# WHAT THIS TASK INVOLVES
Present the following data again exactly as it is shown.

# INPUT RECORDS

>> START

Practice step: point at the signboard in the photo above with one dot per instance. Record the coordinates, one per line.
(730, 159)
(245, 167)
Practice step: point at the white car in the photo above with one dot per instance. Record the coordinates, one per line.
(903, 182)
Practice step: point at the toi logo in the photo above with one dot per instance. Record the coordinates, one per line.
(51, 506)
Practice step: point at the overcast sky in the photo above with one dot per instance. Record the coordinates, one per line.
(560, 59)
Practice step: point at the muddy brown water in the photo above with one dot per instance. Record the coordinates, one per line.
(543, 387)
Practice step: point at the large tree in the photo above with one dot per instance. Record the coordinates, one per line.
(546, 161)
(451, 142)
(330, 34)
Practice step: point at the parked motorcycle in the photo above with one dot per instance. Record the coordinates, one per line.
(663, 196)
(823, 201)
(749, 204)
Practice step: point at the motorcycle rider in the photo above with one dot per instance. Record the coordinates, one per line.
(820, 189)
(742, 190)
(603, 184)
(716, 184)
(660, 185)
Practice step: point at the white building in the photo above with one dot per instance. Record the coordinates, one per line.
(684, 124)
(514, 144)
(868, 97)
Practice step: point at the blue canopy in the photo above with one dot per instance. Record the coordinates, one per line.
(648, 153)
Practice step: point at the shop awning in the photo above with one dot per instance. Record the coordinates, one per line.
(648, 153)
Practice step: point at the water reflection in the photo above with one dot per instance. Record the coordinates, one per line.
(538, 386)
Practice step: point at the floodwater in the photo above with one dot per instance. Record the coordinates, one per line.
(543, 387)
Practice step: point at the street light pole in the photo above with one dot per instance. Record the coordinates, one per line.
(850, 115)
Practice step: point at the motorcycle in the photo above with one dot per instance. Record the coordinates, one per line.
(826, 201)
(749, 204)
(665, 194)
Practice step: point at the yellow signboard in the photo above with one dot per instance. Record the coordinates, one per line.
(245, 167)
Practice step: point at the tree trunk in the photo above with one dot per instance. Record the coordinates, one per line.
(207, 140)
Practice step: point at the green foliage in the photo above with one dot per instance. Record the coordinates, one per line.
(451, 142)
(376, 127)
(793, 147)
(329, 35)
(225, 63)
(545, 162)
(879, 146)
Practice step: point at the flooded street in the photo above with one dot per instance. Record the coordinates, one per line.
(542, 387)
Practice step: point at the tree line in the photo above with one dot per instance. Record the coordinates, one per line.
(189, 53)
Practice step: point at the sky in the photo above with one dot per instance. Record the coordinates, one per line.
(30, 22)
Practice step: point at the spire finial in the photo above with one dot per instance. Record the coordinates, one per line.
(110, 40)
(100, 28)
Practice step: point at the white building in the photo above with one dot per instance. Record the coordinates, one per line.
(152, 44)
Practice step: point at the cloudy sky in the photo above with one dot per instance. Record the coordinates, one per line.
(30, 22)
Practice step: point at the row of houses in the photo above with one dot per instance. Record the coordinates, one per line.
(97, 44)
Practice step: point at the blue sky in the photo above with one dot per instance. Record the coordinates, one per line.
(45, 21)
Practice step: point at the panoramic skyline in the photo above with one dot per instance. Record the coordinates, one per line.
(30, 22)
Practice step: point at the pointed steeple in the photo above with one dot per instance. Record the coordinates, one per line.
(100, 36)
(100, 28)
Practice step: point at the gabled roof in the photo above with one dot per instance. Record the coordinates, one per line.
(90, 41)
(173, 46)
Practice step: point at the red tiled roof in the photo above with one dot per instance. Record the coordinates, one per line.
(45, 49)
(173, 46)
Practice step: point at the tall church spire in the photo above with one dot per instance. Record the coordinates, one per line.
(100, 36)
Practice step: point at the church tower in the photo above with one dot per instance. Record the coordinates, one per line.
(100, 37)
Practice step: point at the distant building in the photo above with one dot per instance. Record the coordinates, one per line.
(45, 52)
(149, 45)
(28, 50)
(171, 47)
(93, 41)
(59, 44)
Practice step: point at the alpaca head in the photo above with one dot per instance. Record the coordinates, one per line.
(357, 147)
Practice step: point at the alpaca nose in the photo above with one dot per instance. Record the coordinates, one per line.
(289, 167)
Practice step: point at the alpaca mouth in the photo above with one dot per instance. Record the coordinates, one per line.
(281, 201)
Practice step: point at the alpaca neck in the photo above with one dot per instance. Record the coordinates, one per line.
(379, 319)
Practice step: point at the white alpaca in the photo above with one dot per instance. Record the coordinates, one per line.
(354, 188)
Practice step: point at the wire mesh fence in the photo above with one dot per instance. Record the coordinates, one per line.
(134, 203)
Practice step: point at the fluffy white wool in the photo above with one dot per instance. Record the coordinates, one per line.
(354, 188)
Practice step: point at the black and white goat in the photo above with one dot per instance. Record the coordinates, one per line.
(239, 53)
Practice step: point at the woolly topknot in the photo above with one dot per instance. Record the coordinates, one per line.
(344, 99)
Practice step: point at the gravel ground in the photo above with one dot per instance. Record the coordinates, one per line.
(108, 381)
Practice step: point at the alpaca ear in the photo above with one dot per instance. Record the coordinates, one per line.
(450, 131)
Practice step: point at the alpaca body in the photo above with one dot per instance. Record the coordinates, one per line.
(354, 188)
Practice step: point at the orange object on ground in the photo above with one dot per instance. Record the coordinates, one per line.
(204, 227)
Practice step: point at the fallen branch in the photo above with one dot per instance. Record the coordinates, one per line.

>> END

# THE REPLY
Practice step: point at the signboard in the photo above with one dot per instance. Record the coordinates, one per line.
(730, 159)
(245, 167)
Practice step: point at the white car in the photo above with one dot per instance. Record the coordinates, one per line.
(903, 182)
Practice step: point at the toi logo in the photo above with one dot per instance. Record the coordinates, one per line.
(51, 506)
Practice step: point at the overcast sky in the photo above with one dot per instance. Record the coordinates, one per line.
(560, 59)
Practice step: point at the muddy brown water in the photo above with one dot per instance. Record the coordinates, one per line.
(543, 387)
Practice step: point at the large tree in the photo above with one dot per instance. Record the coordinates, one per line.
(546, 161)
(451, 142)
(330, 34)
Practice step: point at the parked motorcycle in the photo above with one dot per instance. Record the coordinates, one per line.
(663, 196)
(823, 201)
(749, 204)
Practice step: point at the motorcycle rider in the photo above with one dot per instance. Record the coordinates, one per line.
(820, 189)
(742, 190)
(603, 184)
(716, 184)
(660, 185)
Practice step: point at the white building in the photo above with one dot per instance. Record the coordinates, one per line.
(684, 124)
(514, 144)
(868, 97)
Practice step: point at the blue canopy in the photo above with one dot per instance. Record the coordinates, one per line.
(648, 153)
Practice step: point at the shop awning in the photo above with one dot per instance. Record the coordinates, one per line.
(648, 153)
Practice step: point at the water reflection in the photo above with one dot per instance. Record the coordinates, one per line.
(538, 386)
Practice step: point at the floodwater in the photo above with one dot per instance. Record the coordinates, one per line.
(543, 387)
Practice step: point at the street light pole in the photo above with one dot per instance. Record the coordinates, one per line.
(850, 115)
Practice step: point at the motorcycle in the photo above with one dot per instance. Record the coordinates, one per line.
(826, 201)
(749, 204)
(665, 194)
Practice step: point at the yellow signboard in the photo above with one dot per instance. Record the coordinates, one per line.
(245, 167)
Practice step: point at the tree trunk in the photo above with one dot per instance. Record the coordinates, one per line.
(207, 140)
Practice step: point at the green foliage in the photo above with one dot per instance. Record the coordinates, one per line.
(451, 142)
(376, 127)
(793, 147)
(329, 35)
(225, 63)
(545, 162)
(879, 146)
Practice step: point at the flooded street in the photo above with one dot per instance. Record the coordinates, one per line.
(542, 387)
Practice step: point at the tree line in the photo above with one dot per instance. Record the coordinates, one per line.
(189, 53)
Practice step: point at the sky in the photo above with one dot per instance. Record the coordinates, one per line.
(30, 22)
Practice step: point at the spire finial in the photo above with one dot per instance. Record the coordinates, one per line.
(110, 40)
(100, 28)
Practice step: point at the white building in the photo above with one dot per instance. Record the coordinates, one per line.
(152, 44)
Practice step: point at the cloudy sky in the photo above with one dot per instance. Record the coordinates, one per line.
(30, 22)
Practice step: point at the row of houses in the photo above with one dot per instance. Record the coordinates, one per line.
(97, 44)
Practice step: point at the blue sky in the photo above with one dot per instance. Record the coordinates, one per line.
(45, 21)
Practice step: point at the panoramic skyline in the photo above with one dot per instance. Record the coordinates, one per line.
(30, 22)
Practice step: point at the pointed steeple in the photo above with one dot per instance. Record the coordinates, one per line.
(100, 36)
(100, 28)
Practice step: point at the gabled roof in the photo above with one dot per instance. Record the coordinates, one per line.
(90, 41)
(173, 46)
Practice step: point at the red tiled roof in the photo above with one dot per instance. Record the coordinates, one per line.
(45, 49)
(173, 46)
Practice step: point at the tall church spire in the photo above with one dot per instance. Record the coordinates, one per line.
(100, 36)
Practice step: point at the church tower in the photo above with one dot per instance. Record the coordinates, one per line.
(100, 37)
Practice step: point at the distant building in the photo above with one dot per instance. Record the coordinates, one per line.
(45, 52)
(149, 45)
(28, 50)
(171, 47)
(93, 41)
(59, 44)
Practice step: point at the alpaca head in the photo above with one dot per instance. Record the coordinates, one per line.
(357, 147)
Practice step: point at the alpaca nose in the photo above with one dot per instance. Record the coordinates, one per line.
(289, 167)
Practice step: point at the alpaca mouth in the photo above with one dot per instance. Record the coordinates, one per line.
(281, 201)
Practice step: point at the alpaca neck in the photo above with one dot per instance. Record the coordinates, one per line.
(379, 319)
Practice step: point at the white alpaca in the photo above with one dot per instance. Record the coordinates, one per line.
(354, 188)
Practice step: point at the wire mesh fence in the photo above with one dot per instance. Record the coordinates, one per line.
(134, 203)
Practice step: point at the fluffy white wool in the photo above with one dot per instance. Record the coordinates, one per line.
(354, 188)
Practice step: point at the black and white goat in the photo above with one dot per instance. Record the coordinates, one per line.
(239, 53)
Practice step: point at the woolly topknot in the photo above with one dot per instance. Record the coordinates, one per line.
(344, 99)
Practice step: point at the gravel ground in the photo above with one dot per instance. Record the coordinates, one per line.
(108, 381)
Practice step: point at the alpaca ear in the photo above with one dot per instance. Record the coordinates, one per line.
(450, 131)
Practice step: point at the alpaca body in the photo above with one dot per instance. Record the coordinates, one per line.
(354, 188)
Practice step: point at the orange object on ground in the photo above with one dot per instance. Record the coordinates, one per line.
(204, 227)
Practice step: point at the fallen branch in the photo above with one dot per instance. Record the coordinates, one per line.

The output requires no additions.